(Stored data entries)
################

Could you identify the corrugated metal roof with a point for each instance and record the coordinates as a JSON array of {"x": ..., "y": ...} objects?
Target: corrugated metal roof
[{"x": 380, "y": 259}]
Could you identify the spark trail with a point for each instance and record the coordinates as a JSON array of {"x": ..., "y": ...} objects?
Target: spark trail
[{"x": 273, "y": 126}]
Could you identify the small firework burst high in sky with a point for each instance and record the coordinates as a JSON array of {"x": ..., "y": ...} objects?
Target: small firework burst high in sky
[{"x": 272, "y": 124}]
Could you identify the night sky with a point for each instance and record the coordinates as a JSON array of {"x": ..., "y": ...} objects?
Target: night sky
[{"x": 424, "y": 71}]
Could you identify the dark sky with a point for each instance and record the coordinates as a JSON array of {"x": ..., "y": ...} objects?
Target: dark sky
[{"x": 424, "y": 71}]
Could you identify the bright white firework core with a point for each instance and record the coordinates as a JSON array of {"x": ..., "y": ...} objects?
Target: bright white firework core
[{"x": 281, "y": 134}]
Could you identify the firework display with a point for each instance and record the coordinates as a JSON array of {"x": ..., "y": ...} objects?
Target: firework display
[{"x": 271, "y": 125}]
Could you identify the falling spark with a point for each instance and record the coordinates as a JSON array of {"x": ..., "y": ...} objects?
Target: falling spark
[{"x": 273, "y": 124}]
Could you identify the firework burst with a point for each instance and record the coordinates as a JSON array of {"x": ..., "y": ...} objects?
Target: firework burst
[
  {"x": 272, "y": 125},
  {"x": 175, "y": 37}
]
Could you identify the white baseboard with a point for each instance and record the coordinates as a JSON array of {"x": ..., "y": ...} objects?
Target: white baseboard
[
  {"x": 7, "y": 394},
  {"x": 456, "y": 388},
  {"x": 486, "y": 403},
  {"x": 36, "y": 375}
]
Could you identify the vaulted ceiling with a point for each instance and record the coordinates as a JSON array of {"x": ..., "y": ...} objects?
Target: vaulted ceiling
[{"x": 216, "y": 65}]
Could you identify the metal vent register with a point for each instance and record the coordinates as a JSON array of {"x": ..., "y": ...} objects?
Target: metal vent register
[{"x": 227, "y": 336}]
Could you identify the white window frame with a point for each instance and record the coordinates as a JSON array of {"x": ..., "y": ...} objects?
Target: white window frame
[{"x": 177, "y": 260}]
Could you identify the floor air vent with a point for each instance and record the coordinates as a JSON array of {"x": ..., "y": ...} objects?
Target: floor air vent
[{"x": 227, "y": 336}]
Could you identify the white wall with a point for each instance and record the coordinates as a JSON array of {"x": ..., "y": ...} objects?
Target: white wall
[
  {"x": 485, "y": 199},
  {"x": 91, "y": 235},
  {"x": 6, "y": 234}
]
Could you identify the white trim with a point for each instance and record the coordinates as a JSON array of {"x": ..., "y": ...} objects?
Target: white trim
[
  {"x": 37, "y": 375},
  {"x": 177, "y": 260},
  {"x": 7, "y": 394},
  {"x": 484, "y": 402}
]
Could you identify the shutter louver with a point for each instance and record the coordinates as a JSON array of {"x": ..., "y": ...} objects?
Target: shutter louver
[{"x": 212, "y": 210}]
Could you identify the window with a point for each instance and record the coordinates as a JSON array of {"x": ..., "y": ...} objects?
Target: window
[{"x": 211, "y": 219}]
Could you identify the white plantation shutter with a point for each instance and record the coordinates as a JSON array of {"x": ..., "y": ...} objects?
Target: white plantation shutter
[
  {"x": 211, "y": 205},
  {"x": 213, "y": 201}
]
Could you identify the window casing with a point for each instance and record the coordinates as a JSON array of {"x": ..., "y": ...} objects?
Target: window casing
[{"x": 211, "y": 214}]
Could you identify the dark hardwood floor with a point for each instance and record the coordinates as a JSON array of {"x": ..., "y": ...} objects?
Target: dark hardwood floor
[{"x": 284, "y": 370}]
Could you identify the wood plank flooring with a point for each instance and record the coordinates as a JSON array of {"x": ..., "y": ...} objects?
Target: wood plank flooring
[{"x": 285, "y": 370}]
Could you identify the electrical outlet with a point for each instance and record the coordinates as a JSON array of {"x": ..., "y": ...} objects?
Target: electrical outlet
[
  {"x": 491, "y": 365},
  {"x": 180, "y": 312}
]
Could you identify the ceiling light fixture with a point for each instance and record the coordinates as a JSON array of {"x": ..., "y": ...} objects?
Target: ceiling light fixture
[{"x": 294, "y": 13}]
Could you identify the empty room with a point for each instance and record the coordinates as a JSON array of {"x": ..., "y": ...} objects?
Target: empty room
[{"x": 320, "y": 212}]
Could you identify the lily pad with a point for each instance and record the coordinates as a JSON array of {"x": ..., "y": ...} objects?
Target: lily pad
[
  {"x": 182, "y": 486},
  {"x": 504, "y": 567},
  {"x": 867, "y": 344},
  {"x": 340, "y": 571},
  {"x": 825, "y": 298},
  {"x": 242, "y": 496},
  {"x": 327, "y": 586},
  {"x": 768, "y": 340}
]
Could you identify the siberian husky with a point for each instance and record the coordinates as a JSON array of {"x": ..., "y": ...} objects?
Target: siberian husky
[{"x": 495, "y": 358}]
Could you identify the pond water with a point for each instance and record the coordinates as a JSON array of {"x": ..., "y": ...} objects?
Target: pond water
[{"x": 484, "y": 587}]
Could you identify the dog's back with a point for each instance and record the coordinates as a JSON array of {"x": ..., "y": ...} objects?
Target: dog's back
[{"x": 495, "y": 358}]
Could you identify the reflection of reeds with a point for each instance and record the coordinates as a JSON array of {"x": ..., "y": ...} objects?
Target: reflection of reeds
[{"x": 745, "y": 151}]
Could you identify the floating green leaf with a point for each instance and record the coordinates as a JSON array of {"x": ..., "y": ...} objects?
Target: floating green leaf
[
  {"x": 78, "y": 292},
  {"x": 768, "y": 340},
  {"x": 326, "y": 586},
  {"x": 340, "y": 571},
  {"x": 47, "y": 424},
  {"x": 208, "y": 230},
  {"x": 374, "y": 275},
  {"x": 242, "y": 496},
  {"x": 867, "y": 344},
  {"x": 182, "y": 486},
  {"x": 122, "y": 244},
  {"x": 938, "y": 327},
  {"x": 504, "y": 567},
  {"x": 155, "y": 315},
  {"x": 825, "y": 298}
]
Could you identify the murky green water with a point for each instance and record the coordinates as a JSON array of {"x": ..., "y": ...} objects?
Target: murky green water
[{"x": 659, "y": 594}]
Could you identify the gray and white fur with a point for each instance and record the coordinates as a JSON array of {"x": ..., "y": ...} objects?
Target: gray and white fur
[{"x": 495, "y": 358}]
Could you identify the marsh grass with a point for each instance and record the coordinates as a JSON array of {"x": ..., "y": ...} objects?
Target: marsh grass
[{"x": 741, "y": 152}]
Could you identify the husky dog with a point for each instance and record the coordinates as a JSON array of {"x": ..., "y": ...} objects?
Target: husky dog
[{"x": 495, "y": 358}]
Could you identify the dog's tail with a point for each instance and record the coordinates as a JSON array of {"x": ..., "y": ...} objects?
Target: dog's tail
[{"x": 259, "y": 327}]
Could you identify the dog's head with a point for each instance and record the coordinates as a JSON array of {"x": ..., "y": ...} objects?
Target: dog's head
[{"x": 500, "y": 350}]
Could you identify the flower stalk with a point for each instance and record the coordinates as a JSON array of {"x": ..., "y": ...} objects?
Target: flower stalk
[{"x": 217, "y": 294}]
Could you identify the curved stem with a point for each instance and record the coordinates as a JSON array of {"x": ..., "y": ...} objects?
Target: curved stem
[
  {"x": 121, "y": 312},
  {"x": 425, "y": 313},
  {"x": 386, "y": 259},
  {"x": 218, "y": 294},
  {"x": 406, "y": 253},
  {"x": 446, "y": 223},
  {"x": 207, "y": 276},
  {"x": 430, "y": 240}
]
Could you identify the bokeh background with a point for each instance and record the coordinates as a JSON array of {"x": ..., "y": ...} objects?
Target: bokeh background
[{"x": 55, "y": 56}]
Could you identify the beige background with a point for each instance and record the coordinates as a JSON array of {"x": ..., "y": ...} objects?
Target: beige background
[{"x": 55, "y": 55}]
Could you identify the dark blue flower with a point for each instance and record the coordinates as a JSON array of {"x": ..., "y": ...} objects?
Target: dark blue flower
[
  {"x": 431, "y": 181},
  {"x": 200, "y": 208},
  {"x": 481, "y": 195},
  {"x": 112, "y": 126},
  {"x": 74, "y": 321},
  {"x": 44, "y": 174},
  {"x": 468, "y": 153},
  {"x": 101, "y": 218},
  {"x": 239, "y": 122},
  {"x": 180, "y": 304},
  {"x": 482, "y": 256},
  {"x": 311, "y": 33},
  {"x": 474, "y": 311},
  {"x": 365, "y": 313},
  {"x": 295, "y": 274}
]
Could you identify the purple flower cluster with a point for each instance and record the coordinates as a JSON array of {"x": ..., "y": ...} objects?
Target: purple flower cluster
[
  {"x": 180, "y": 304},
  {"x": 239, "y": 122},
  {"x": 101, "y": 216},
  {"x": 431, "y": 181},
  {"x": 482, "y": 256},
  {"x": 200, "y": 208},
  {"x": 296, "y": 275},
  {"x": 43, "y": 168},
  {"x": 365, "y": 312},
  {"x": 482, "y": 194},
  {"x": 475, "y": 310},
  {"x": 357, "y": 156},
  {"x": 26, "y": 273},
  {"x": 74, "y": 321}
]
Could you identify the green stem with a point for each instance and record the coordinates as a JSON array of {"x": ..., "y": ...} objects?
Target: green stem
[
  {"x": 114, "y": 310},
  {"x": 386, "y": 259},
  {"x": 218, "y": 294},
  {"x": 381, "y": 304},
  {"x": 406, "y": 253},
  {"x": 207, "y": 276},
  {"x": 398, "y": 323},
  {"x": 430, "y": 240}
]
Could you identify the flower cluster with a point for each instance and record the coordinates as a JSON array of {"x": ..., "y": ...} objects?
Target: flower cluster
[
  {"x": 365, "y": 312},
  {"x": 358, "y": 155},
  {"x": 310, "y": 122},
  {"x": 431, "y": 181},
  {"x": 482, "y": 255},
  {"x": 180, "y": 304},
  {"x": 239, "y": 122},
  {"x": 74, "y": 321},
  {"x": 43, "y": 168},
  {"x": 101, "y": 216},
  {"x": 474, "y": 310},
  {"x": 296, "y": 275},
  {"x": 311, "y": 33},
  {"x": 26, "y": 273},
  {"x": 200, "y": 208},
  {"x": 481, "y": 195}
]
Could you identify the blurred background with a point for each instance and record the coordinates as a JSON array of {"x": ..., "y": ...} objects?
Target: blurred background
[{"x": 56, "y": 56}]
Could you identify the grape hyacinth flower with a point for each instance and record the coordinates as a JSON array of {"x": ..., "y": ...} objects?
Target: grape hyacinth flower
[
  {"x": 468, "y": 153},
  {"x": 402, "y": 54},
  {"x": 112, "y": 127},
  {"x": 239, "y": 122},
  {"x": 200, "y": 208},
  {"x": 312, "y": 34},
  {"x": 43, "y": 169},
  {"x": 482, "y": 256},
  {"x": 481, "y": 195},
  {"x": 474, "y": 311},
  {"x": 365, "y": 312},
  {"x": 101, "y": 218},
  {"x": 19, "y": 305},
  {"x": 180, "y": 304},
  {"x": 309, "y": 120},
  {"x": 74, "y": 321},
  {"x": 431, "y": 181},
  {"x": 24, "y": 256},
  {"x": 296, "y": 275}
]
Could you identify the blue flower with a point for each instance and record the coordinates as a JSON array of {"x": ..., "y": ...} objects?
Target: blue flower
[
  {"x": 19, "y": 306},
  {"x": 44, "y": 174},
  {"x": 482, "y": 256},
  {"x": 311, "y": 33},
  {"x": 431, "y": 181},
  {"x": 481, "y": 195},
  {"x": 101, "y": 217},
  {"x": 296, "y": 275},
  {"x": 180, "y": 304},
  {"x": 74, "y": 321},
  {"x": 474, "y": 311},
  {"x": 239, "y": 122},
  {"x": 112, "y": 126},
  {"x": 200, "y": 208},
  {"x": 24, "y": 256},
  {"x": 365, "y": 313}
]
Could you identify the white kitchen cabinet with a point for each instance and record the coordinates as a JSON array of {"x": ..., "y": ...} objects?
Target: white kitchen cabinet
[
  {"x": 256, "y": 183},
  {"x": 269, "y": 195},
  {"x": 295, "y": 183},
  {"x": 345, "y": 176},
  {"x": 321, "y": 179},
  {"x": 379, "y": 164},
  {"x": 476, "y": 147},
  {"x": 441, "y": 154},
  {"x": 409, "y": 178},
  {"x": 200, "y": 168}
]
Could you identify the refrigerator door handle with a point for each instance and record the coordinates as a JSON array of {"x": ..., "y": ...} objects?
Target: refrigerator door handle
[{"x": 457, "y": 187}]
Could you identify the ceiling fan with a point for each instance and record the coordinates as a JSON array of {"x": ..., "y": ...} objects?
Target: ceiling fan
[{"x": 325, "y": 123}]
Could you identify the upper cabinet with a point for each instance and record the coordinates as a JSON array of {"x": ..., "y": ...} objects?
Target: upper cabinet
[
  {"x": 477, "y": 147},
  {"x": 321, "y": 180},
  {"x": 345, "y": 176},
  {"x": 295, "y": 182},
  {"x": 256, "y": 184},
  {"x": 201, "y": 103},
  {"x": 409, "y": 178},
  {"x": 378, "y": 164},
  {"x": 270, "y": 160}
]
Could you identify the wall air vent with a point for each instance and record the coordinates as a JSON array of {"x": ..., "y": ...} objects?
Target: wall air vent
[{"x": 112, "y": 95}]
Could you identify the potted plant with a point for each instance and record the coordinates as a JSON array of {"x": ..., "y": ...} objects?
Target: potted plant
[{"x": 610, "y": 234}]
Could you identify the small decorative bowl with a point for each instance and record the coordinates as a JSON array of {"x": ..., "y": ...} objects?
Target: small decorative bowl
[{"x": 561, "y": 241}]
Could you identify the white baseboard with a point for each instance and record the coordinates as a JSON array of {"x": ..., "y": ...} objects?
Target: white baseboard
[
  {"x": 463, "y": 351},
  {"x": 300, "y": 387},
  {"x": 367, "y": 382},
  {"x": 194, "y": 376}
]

################

**Written task:** Write out again, unchanged, every line from the line containing "Could you identify the refrigerator" to the final line of the material above.

**Answer in full:**
Could you identify the refrigerator door handle with a point for each instance and record the coordinates as a JSON array of {"x": ..., "y": ...} objects?
Target: refrigerator door handle
[{"x": 457, "y": 187}]
Could you identify the ceiling fan with a point for each instance and record the coordinates as a JSON array of {"x": ..., "y": ...} objects?
Target: ceiling fan
[{"x": 325, "y": 123}]
Could you identify the upper cabinet with a point for each instance and record the coordinates as a JSON array of {"x": ..., "y": ...} objects?
Target: upper cabinet
[
  {"x": 477, "y": 147},
  {"x": 321, "y": 180},
  {"x": 345, "y": 176},
  {"x": 295, "y": 182},
  {"x": 256, "y": 184},
  {"x": 201, "y": 103},
  {"x": 409, "y": 178},
  {"x": 378, "y": 164},
  {"x": 270, "y": 160}
]
Could you identify the wall air vent with a point for each instance and record the coordinates as a JSON array of {"x": ..., "y": ...} objects?
Target: wall air vent
[{"x": 112, "y": 95}]
Could you identify the potted plant with a point for each instance and record the coordinates as a JSON array of {"x": ..., "y": ...} objects?
Target: potted plant
[{"x": 610, "y": 234}]
Could you identify the small decorative bowl with a point for each instance and record the coordinates as a JSON array of {"x": ..., "y": ...} objects?
Target: small decorative bowl
[{"x": 561, "y": 241}]
Could you identify the white baseboard with a point for each instance and record the coordinates as a JSON array of {"x": ..., "y": ...} objects?
Target: white baseboard
[
  {"x": 463, "y": 351},
  {"x": 300, "y": 387},
  {"x": 367, "y": 382},
  {"x": 194, "y": 376}
]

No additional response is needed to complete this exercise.